## Records for this task:
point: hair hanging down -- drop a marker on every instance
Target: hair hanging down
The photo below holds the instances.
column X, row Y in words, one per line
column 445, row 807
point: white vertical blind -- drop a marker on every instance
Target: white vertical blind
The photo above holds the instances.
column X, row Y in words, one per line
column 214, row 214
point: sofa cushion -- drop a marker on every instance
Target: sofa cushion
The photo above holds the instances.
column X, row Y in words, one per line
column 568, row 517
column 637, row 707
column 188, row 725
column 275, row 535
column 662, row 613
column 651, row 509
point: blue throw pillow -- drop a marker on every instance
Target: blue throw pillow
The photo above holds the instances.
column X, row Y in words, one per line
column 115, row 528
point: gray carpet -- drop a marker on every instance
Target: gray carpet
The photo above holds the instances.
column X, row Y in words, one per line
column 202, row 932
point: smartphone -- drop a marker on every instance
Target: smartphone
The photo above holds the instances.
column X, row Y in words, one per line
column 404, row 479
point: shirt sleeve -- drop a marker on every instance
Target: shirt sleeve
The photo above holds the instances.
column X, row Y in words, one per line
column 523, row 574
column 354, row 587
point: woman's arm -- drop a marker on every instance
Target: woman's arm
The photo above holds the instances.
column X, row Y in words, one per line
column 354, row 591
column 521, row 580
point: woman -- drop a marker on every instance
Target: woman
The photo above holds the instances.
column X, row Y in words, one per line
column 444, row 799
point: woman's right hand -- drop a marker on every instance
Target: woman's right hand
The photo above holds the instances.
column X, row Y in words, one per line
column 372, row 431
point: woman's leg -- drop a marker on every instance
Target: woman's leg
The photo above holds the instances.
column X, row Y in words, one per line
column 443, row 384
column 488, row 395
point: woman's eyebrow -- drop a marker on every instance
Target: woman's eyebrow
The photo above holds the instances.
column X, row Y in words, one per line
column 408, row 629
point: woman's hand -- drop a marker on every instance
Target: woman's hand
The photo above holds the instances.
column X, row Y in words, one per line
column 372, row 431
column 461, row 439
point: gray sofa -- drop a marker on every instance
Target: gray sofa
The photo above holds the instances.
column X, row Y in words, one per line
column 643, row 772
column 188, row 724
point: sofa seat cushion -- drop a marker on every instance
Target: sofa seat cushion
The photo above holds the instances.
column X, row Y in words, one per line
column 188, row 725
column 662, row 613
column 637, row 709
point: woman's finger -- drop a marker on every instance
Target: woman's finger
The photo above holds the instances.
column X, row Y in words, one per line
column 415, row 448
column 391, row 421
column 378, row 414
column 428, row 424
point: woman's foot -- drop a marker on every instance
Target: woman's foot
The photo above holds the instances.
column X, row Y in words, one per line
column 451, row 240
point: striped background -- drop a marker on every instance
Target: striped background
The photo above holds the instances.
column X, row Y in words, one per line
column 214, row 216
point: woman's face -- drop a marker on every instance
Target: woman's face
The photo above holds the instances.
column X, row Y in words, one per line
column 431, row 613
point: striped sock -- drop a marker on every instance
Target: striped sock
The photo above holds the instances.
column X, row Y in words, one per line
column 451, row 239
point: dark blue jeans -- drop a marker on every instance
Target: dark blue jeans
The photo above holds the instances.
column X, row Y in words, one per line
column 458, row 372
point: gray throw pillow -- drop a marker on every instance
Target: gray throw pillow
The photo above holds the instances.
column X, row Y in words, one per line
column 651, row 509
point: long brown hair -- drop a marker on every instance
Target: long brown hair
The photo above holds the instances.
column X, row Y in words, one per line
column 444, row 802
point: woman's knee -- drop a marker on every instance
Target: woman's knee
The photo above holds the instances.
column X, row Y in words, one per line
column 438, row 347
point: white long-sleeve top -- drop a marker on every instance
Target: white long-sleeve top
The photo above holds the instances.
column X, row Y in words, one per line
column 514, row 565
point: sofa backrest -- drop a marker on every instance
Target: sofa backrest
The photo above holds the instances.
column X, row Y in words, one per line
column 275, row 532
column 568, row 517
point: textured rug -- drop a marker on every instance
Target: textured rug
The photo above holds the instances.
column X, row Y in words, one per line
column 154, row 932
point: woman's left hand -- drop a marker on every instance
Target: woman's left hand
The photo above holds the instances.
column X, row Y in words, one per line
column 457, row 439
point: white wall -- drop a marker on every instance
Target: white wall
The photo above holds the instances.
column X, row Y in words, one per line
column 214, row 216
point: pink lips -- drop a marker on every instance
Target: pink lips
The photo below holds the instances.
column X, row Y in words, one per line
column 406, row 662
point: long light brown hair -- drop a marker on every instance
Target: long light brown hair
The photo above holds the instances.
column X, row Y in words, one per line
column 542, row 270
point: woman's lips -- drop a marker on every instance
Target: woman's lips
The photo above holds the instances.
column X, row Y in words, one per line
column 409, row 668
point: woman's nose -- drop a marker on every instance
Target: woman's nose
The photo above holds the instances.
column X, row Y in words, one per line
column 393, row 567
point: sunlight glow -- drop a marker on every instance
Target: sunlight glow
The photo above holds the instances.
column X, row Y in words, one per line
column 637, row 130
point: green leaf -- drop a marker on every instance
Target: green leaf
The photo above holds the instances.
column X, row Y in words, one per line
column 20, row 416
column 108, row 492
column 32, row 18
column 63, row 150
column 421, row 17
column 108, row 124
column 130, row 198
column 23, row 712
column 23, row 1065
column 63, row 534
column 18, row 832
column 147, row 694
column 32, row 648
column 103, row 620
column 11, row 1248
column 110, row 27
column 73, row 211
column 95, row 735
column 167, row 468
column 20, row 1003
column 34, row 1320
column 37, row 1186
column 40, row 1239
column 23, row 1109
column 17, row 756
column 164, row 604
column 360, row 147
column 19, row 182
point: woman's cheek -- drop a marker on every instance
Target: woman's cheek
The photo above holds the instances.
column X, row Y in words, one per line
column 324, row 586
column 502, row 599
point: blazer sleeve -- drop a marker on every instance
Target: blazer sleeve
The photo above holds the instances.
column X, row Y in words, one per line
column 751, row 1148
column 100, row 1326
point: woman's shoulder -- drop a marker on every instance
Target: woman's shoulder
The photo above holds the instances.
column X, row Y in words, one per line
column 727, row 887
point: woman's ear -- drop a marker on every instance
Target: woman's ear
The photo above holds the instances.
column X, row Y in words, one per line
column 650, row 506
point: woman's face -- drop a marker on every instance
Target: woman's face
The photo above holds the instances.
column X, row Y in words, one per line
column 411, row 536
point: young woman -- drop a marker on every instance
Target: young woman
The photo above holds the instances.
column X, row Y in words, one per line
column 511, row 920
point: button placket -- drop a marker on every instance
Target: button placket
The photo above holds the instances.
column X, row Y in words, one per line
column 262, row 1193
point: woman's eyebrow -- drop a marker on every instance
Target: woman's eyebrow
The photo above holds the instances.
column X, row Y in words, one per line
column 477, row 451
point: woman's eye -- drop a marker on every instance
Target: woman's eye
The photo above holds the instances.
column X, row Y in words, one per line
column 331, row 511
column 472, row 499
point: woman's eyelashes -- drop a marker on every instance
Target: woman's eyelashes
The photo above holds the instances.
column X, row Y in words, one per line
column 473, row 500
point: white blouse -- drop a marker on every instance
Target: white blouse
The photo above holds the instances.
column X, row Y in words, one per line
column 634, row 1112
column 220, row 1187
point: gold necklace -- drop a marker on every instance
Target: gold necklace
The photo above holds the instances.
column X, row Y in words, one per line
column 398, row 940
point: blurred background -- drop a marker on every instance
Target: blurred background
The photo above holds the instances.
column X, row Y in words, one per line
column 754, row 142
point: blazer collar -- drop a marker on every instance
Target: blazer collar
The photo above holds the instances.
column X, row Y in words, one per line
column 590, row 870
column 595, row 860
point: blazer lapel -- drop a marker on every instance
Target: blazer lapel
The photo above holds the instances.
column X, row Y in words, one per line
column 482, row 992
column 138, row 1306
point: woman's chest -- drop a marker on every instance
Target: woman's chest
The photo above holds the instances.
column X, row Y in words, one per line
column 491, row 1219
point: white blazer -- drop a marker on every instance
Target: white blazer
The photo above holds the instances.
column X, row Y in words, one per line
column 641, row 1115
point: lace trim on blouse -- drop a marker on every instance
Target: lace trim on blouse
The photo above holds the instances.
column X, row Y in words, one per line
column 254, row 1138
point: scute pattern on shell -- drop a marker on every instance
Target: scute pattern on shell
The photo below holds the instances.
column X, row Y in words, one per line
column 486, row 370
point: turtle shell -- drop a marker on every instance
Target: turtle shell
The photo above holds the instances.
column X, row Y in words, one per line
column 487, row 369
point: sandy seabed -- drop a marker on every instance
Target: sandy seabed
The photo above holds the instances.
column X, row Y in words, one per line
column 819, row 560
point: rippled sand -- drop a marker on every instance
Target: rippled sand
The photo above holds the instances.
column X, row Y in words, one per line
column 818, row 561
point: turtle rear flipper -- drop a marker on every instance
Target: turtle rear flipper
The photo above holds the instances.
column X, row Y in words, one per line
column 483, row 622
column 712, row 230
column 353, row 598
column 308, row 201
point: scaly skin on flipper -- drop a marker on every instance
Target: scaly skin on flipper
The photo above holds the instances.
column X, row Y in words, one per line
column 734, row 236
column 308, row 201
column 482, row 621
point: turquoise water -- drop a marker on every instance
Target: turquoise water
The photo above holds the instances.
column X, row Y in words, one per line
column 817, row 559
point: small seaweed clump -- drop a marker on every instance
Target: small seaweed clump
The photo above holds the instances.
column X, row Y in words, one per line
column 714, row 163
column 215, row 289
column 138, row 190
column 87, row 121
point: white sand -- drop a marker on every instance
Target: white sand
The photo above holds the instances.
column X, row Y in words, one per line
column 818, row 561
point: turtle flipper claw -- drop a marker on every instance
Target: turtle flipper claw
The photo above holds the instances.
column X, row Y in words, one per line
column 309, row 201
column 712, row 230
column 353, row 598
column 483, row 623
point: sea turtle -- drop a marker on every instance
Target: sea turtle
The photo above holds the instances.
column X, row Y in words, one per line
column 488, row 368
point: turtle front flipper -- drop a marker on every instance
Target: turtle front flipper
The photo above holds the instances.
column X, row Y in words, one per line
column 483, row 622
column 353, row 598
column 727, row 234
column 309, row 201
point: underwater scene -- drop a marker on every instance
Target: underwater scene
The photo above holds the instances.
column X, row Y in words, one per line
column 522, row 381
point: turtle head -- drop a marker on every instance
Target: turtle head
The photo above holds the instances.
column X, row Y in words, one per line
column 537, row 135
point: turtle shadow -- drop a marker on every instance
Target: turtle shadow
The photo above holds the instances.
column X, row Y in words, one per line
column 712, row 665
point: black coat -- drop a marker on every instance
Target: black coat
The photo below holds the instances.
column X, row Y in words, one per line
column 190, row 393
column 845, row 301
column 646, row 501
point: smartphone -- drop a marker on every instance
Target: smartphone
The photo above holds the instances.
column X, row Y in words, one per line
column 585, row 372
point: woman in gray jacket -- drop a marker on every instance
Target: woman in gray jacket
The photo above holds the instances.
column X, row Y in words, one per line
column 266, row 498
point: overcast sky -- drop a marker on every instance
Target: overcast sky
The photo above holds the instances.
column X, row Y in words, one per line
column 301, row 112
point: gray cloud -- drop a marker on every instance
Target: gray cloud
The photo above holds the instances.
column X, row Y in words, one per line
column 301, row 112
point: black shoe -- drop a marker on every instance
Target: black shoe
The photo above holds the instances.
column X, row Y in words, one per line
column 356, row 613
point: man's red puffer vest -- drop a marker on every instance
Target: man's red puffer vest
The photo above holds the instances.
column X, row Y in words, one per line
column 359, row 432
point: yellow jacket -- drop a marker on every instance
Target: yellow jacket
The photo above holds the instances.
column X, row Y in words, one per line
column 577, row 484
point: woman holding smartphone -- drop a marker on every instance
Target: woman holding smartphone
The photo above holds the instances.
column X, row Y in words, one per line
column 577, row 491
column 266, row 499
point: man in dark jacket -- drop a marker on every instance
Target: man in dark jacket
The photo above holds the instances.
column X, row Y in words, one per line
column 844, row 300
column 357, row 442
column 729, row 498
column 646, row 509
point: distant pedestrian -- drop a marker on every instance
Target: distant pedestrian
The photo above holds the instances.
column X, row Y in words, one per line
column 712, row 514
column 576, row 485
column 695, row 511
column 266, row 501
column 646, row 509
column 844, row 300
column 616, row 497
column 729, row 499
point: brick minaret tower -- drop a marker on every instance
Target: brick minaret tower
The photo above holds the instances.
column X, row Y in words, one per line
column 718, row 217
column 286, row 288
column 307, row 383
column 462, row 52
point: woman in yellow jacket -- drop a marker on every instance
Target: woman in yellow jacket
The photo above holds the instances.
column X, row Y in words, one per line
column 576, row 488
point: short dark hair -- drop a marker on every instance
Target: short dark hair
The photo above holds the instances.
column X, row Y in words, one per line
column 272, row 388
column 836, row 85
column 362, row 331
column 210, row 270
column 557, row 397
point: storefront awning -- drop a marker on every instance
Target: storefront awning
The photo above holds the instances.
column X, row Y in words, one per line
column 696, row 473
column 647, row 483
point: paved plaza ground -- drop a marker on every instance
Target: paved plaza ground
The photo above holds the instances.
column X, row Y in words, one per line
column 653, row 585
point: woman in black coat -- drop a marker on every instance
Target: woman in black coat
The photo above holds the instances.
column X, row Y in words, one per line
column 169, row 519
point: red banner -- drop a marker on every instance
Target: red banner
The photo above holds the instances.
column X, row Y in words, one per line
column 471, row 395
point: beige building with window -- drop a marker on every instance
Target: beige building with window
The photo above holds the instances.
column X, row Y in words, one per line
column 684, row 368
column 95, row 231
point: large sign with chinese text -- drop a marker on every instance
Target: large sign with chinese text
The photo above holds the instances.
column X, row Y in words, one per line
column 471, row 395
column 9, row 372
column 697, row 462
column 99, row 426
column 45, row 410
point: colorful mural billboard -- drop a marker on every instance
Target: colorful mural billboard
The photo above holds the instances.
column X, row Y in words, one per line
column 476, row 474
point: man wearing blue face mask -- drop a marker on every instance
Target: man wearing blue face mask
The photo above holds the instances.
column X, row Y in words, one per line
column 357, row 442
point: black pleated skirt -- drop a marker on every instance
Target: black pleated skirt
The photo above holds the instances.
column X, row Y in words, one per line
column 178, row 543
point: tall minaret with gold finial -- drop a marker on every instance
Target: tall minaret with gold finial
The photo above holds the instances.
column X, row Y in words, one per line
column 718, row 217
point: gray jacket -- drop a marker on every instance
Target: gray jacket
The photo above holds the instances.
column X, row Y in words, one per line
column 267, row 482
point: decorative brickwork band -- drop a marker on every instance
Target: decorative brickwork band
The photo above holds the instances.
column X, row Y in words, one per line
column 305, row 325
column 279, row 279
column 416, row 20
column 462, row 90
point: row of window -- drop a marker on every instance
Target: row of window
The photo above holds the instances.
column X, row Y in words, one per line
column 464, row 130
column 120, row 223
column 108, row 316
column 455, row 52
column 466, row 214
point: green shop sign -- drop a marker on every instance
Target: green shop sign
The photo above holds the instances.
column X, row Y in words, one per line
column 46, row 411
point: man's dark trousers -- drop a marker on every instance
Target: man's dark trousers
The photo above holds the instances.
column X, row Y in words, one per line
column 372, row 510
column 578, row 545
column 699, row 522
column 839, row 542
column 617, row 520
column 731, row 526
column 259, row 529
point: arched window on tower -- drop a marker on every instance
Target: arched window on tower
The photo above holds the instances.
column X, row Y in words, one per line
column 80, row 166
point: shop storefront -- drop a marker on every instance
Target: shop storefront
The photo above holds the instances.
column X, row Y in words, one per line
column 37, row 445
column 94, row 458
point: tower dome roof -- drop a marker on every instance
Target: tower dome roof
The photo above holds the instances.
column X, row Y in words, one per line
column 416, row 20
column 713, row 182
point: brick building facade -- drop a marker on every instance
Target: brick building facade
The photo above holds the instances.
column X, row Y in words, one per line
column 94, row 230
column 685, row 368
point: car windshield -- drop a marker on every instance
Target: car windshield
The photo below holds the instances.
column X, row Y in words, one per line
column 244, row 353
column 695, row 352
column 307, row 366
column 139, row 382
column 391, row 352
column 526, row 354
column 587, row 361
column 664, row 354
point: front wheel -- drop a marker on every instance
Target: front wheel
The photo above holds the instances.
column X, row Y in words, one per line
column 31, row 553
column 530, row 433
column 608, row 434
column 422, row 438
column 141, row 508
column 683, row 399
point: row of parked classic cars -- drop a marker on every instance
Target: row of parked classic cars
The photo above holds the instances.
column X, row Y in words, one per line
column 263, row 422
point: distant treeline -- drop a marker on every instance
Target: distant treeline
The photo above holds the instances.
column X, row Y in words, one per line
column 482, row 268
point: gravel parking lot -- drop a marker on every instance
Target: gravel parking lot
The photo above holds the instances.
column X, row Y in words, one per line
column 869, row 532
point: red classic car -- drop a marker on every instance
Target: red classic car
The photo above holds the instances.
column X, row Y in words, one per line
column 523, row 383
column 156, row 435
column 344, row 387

## Direction:
Rewrite the stretch of the records from the line containing "point: white wall" through the line containing "column 637, row 130" as a numbered list with no blank lines, and include only those lines.

## Written answer:
1. point: white wall -- drop a marker on every instance
2. Target: white wall
3. The photo above holds the instances.
4. column X, row Y in words, one per line
5. column 214, row 216
6. point: pink lips -- drop a marker on every instance
7. Target: pink lips
8. The photo below holds the instances.
9. column X, row Y in words, one per line
10. column 406, row 662
11. point: long light brown hair -- drop a marker on every instance
12. Target: long light brown hair
13. The photo above holds the instances.
14. column X, row Y in words, one per line
15. column 542, row 270
16. point: woman's lips -- drop a marker on every instance
17. Target: woman's lips
18. The photo above holds the instances.
19. column X, row Y in words, one per line
20. column 409, row 668
21. point: woman's nose -- drop a marker on every instance
22. Target: woman's nose
23. The photo above holds the instances.
24. column X, row Y in words, one per line
25. column 393, row 567
26. point: sunlight glow -- drop a marker on every instance
27. Target: sunlight glow
28. The photo above holds the instances.
29. column X, row Y in words, one per line
30. column 637, row 130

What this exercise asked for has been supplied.